Start of Supplied information
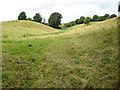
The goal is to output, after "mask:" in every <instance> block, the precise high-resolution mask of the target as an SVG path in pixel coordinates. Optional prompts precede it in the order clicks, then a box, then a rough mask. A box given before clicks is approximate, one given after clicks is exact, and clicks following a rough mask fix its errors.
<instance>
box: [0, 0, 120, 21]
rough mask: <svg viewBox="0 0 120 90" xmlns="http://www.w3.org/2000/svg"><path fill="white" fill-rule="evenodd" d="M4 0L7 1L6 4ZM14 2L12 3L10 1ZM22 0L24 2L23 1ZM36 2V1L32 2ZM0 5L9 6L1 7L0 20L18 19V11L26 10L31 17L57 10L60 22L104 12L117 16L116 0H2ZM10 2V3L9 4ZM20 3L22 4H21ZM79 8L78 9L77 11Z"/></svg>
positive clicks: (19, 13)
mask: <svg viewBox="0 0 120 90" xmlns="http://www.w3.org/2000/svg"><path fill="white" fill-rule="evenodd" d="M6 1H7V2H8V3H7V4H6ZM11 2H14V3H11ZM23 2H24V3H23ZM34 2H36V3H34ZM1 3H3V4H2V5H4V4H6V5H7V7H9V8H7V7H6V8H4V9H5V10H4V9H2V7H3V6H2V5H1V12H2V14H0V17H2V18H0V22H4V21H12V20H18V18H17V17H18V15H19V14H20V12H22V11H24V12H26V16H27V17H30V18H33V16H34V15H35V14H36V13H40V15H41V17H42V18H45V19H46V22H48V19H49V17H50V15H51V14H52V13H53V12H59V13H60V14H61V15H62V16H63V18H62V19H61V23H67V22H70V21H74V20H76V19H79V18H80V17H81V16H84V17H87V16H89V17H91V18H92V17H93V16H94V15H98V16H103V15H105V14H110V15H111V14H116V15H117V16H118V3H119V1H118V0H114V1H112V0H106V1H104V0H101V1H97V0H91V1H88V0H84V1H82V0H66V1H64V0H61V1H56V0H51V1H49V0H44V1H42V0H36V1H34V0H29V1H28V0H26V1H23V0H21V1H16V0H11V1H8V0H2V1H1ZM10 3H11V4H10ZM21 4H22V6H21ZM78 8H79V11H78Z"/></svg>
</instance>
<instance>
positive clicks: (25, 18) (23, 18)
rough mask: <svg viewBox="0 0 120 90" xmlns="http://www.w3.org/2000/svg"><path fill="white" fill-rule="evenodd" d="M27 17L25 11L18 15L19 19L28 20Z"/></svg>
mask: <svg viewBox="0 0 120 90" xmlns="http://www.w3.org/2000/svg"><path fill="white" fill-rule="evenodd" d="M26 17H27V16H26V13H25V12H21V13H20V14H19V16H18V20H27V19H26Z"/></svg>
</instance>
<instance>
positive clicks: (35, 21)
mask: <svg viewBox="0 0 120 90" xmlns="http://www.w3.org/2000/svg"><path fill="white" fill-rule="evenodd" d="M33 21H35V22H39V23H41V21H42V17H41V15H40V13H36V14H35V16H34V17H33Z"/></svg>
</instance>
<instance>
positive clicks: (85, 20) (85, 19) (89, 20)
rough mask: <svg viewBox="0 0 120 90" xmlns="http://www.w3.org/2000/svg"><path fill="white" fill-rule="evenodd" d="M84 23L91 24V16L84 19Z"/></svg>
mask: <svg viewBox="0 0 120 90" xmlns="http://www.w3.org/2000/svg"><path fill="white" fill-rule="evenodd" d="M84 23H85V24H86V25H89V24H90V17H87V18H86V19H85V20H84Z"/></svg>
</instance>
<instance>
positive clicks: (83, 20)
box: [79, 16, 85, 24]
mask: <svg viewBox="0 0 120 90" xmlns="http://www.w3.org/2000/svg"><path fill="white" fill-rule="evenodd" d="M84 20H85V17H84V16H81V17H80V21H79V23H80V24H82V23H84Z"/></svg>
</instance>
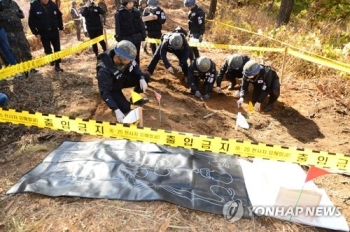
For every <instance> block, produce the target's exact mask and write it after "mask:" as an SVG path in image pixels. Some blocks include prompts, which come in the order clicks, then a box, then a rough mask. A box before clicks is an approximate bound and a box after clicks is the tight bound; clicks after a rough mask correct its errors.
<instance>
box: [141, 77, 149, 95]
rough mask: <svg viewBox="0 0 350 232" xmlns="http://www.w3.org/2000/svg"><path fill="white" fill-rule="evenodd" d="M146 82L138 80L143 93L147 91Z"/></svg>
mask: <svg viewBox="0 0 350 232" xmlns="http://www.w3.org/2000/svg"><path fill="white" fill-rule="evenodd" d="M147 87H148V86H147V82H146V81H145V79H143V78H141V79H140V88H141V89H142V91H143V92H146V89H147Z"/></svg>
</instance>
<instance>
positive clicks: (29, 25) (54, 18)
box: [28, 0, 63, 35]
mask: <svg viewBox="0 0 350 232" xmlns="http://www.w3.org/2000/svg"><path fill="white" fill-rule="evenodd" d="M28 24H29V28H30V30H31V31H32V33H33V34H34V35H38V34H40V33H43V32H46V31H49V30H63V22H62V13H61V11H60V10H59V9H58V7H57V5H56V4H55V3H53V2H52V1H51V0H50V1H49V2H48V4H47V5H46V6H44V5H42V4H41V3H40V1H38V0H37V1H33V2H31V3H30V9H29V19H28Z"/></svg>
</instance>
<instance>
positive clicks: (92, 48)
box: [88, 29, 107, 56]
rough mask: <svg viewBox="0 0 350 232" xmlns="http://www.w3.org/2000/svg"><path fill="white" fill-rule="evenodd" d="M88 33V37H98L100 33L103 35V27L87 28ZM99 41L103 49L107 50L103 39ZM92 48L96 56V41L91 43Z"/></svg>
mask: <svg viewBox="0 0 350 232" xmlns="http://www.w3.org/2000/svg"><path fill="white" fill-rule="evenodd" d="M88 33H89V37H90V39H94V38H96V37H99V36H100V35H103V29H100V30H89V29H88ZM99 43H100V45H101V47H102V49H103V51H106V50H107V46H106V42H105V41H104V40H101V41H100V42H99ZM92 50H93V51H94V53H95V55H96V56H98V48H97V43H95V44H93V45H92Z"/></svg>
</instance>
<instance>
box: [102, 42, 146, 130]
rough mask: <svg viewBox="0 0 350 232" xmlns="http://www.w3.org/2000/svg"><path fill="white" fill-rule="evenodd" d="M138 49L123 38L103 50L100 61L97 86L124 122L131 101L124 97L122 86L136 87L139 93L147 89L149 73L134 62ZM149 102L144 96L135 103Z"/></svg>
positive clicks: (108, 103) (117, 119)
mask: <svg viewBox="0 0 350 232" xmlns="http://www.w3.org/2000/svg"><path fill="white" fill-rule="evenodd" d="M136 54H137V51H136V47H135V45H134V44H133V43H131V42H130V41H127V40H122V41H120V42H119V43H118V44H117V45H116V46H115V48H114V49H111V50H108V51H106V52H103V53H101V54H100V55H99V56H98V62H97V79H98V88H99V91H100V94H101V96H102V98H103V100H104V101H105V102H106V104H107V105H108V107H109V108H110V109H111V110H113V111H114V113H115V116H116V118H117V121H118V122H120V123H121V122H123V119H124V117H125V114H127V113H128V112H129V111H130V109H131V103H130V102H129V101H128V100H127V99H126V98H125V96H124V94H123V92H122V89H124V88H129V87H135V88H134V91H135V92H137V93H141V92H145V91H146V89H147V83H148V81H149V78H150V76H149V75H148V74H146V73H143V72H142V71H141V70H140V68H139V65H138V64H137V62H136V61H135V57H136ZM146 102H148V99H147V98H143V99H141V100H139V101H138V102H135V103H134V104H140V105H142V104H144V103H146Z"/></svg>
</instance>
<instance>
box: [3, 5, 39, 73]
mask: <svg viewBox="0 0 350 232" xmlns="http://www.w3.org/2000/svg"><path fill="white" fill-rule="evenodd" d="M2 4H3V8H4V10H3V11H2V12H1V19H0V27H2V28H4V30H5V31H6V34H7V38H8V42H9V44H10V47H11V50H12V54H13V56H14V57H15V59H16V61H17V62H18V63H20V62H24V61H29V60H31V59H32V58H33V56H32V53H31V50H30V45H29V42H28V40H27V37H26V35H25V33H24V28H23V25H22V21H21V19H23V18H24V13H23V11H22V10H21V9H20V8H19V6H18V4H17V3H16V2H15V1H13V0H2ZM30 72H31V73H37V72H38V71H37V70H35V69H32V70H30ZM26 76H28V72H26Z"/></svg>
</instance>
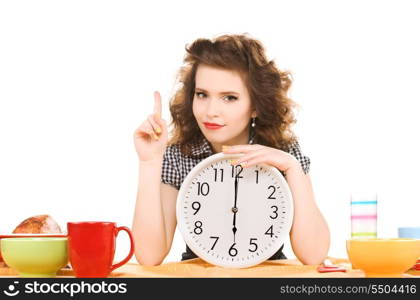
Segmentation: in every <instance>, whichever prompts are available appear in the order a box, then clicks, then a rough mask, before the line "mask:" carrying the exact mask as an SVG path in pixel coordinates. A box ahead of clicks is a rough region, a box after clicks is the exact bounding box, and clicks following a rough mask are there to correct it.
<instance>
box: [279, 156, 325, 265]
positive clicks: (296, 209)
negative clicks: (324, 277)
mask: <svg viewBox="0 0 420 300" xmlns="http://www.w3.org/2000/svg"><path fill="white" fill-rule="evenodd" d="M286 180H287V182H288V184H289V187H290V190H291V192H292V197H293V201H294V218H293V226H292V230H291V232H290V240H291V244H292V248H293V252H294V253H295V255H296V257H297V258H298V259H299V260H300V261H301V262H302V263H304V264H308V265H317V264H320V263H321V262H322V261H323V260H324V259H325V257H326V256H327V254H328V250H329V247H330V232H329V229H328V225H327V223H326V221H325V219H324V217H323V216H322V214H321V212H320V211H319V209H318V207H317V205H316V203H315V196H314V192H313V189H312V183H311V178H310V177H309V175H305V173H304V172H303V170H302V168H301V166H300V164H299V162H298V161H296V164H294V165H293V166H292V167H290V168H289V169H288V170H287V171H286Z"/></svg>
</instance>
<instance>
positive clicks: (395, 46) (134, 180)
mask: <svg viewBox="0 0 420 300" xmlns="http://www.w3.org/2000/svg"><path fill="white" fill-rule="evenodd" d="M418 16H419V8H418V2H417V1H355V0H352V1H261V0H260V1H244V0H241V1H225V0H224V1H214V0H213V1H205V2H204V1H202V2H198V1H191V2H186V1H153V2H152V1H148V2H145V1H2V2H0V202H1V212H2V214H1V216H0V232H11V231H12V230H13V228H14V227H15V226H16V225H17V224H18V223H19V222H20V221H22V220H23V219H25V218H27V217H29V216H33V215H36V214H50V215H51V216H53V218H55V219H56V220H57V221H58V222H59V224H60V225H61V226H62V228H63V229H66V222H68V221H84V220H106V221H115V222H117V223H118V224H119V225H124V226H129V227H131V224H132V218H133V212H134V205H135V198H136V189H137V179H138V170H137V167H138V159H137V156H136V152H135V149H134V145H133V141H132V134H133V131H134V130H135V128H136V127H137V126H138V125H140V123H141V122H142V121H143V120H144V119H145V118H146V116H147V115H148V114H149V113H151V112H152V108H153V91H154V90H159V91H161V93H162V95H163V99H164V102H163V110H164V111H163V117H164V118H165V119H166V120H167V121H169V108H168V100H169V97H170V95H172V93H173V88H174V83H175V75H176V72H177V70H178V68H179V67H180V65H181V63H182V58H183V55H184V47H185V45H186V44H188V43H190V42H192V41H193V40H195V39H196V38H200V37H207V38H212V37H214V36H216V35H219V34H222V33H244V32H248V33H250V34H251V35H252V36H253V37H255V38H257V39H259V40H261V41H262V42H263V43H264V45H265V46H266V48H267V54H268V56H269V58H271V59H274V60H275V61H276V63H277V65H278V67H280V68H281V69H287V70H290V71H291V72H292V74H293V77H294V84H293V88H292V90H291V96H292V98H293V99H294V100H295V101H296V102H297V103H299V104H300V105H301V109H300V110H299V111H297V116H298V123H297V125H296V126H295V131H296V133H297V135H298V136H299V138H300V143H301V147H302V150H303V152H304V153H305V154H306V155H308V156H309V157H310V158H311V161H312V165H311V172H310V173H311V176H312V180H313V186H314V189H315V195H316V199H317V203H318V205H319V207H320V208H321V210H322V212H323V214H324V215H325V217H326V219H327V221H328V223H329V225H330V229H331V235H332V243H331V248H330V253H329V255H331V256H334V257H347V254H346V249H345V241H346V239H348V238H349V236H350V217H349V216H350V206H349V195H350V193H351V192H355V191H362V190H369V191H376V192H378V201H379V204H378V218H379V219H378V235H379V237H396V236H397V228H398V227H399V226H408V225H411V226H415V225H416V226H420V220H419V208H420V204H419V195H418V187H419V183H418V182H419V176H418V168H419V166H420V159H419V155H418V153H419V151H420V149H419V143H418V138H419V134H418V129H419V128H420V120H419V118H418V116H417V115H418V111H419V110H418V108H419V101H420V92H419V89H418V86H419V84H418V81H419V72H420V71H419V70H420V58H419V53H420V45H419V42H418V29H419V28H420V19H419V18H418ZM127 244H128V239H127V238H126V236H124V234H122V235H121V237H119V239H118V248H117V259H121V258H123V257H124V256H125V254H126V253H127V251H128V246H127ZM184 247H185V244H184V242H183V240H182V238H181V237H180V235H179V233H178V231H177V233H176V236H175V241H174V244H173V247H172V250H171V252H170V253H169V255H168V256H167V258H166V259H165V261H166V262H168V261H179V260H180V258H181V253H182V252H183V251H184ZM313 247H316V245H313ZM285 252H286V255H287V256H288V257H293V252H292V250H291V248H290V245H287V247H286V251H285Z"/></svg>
End of Supplied information
The task:
Retype only the lines that run from the first line of the entries above to the line containing "positive clicks: (25, 18) (23, 18)", both included. Do not carry over any pictures.

Result for this task:
The goal is to output, after "mask:" in every <instance> block, the precise high-resolution mask of the target as an SVG path in pixel coordinates. Optional prompts precede it in the order clicks, then a box, then a rough mask. A box given before clicks is approximate, one given after clicks is exact, and clicks following a rough mask fix its errors.
<instance>
box: [0, 0, 120, 21]
rough mask: <svg viewBox="0 0 120 90" xmlns="http://www.w3.org/2000/svg"><path fill="white" fill-rule="evenodd" d="M4 0L7 1L6 4ZM14 2L12 3L10 1ZM22 0L24 2L23 1ZM36 2V1L32 2ZM0 5L9 6L1 7L0 20L18 19V11L26 10L31 17L57 10L60 22L104 12L117 16L116 0H2ZM10 2V3L9 4ZM20 3L22 4H21ZM79 8L78 9L77 11Z"/></svg>
positive clicks: (19, 13)
mask: <svg viewBox="0 0 120 90" xmlns="http://www.w3.org/2000/svg"><path fill="white" fill-rule="evenodd" d="M6 1H7V2H8V3H7V4H6ZM11 2H14V3H11ZM23 2H24V3H23ZM34 2H36V3H34ZM1 3H3V4H2V5H4V4H6V5H7V7H9V8H7V7H6V8H4V9H5V10H4V9H2V7H3V6H2V5H1V12H2V14H0V17H2V18H0V22H4V21H12V20H18V18H17V17H18V15H19V14H20V12H22V11H24V12H26V16H27V17H30V18H33V16H34V15H35V14H36V13H40V15H41V17H42V18H45V19H46V22H48V19H49V17H50V15H51V14H52V13H53V12H59V13H60V14H61V15H62V16H63V18H62V19H61V23H67V22H70V21H74V20H76V19H79V18H80V17H81V16H84V17H87V16H89V17H91V18H92V17H93V16H94V15H98V16H103V15H105V14H110V15H111V14H116V15H117V16H118V3H119V1H118V0H114V1H112V0H106V1H104V0H101V1H97V0H91V1H88V0H84V1H82V0H66V1H64V0H61V1H56V0H51V1H49V0H44V1H42V0H36V1H34V0H29V1H28V0H26V1H23V0H21V1H16V0H11V1H8V0H2V1H1ZM10 3H11V4H10ZM21 4H22V6H21ZM78 8H79V11H78Z"/></svg>
</instance>
<instance>
positive clicks: (25, 18) (23, 18)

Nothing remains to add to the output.